- Provided text:
++++++++++

Wednesday, December 17, 2014

"Gangs are the 21st-century death squads" in El Salvador

David Boeri with WBUR has a series looking at how gang violence in forcing people to flee El Salvador for the safety of Massachusetts in Brutal Gang Violence Reigns In El Salvador. I don't remember hearing this one before and I don't know how accurate it is but
Many of the murders stem from the brutal violence of criminal gangs at war with each other and with El Salvador itself. I ask the chief medical examiner, Jose Miguel Fortin, if there is a distinguishing sign when murders are committed by gangs.
Yes, he says. When a head is found but no body, he says, that’s a gang murder. When there is a body, but it’s been dismembered, that’s a narco-trafficking murder. And when the body was dismembered while the person was alive, that’s a Mexican narco-trafficking murder.

++++++++++

- Data to examine:

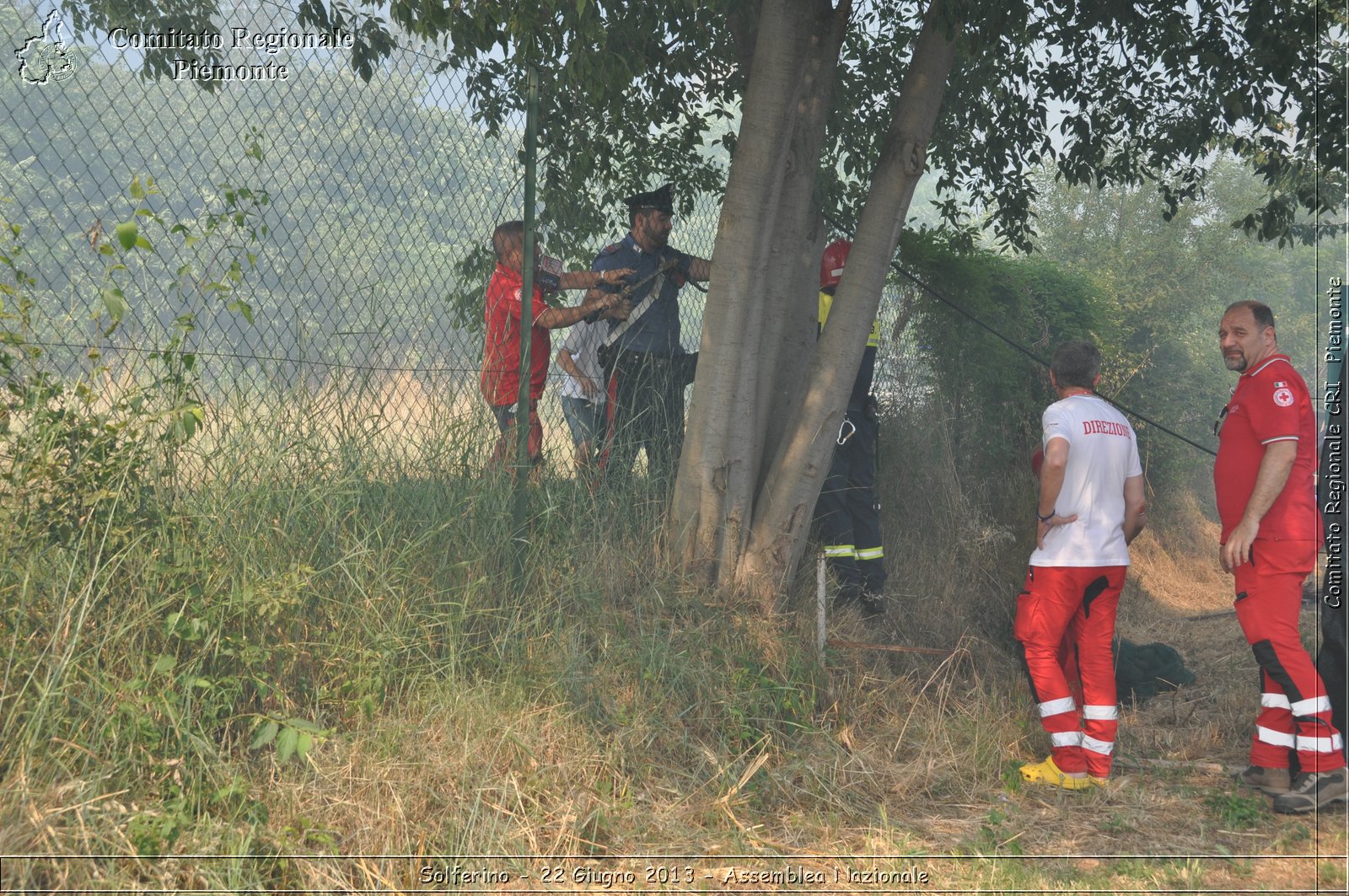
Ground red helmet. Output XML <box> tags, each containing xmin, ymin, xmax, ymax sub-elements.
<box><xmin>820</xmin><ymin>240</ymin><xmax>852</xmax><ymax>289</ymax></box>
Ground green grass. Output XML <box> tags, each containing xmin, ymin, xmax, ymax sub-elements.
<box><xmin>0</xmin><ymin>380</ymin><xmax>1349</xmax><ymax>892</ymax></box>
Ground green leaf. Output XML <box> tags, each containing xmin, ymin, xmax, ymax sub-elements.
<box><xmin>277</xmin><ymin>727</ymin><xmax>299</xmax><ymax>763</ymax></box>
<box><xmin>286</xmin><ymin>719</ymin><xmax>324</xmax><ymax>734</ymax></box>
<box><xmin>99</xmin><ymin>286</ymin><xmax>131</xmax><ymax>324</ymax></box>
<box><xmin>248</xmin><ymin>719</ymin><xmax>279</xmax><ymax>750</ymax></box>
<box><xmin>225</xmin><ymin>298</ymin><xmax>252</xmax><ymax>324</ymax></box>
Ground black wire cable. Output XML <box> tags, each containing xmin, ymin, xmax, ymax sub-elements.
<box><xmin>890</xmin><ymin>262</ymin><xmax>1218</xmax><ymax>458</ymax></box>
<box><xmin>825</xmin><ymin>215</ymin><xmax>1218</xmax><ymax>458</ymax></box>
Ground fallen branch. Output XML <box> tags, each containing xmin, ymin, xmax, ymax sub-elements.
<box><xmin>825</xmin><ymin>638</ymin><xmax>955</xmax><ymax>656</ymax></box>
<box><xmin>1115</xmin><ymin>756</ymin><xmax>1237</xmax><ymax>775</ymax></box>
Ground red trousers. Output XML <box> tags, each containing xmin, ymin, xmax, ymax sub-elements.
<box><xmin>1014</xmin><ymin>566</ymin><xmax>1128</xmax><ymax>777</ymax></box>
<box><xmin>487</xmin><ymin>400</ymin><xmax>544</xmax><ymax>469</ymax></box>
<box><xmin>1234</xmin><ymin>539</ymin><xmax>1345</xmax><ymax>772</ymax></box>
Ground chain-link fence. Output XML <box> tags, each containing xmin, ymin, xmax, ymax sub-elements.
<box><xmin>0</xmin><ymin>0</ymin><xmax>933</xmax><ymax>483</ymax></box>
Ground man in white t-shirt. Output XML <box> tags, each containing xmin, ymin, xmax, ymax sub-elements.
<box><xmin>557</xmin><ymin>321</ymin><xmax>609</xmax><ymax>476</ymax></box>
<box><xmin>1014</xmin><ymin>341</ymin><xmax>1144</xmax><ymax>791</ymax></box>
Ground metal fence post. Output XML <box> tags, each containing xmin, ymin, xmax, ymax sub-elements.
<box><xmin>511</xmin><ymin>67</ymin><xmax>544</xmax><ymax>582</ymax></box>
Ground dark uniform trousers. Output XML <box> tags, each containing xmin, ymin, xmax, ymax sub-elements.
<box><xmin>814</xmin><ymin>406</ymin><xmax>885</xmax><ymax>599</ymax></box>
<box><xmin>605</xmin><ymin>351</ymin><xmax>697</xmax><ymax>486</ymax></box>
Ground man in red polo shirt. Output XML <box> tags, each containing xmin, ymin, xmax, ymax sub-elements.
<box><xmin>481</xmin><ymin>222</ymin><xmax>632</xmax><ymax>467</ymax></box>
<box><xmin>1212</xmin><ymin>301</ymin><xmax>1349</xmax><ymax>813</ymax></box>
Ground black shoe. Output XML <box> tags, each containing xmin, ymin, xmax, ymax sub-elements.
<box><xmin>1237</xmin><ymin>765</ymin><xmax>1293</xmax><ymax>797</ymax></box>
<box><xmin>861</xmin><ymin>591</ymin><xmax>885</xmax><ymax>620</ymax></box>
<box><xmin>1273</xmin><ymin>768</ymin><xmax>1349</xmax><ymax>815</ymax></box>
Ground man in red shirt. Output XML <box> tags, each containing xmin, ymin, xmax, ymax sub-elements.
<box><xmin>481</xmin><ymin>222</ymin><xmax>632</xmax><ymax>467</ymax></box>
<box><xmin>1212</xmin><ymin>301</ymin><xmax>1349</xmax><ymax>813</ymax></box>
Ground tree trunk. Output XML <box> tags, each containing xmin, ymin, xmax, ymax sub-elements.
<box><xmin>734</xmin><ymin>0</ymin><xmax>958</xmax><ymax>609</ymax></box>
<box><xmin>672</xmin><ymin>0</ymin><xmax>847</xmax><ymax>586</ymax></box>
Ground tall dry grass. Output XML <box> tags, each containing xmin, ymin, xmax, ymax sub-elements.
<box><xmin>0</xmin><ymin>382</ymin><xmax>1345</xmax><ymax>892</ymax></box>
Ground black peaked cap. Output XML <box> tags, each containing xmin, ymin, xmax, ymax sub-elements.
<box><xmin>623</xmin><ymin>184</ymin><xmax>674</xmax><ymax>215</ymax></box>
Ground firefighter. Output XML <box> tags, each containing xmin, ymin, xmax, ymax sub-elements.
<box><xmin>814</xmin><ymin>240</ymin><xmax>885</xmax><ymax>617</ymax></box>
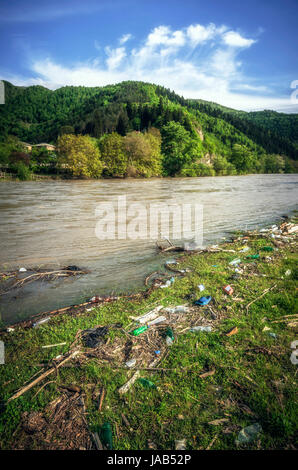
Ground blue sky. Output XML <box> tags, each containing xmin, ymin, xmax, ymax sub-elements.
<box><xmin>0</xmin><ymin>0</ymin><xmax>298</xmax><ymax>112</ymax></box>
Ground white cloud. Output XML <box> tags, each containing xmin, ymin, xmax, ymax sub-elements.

++++++++++

- Task description:
Decide whether each statement agrees with the blog post on gang violence in El Salvador. Answer yes or no for each, quoting the words of the post that settle it.
1. According to the chief medical examiner, finding a head but no body marks a gang murder.
2. A body dismembered while the person was alive marks a murder by Salvadoran narco-traffickers.
3. The writer vouches for the accuracy of the series.

- Reply:
1. Yes: "When a head is found but no body, he says, that’s a gang murder."
2. No: "And when the body was dismembered while the person was alive, that’s a Mexican narco-trafficking murder."
3. No: "I don't know how accurate it is"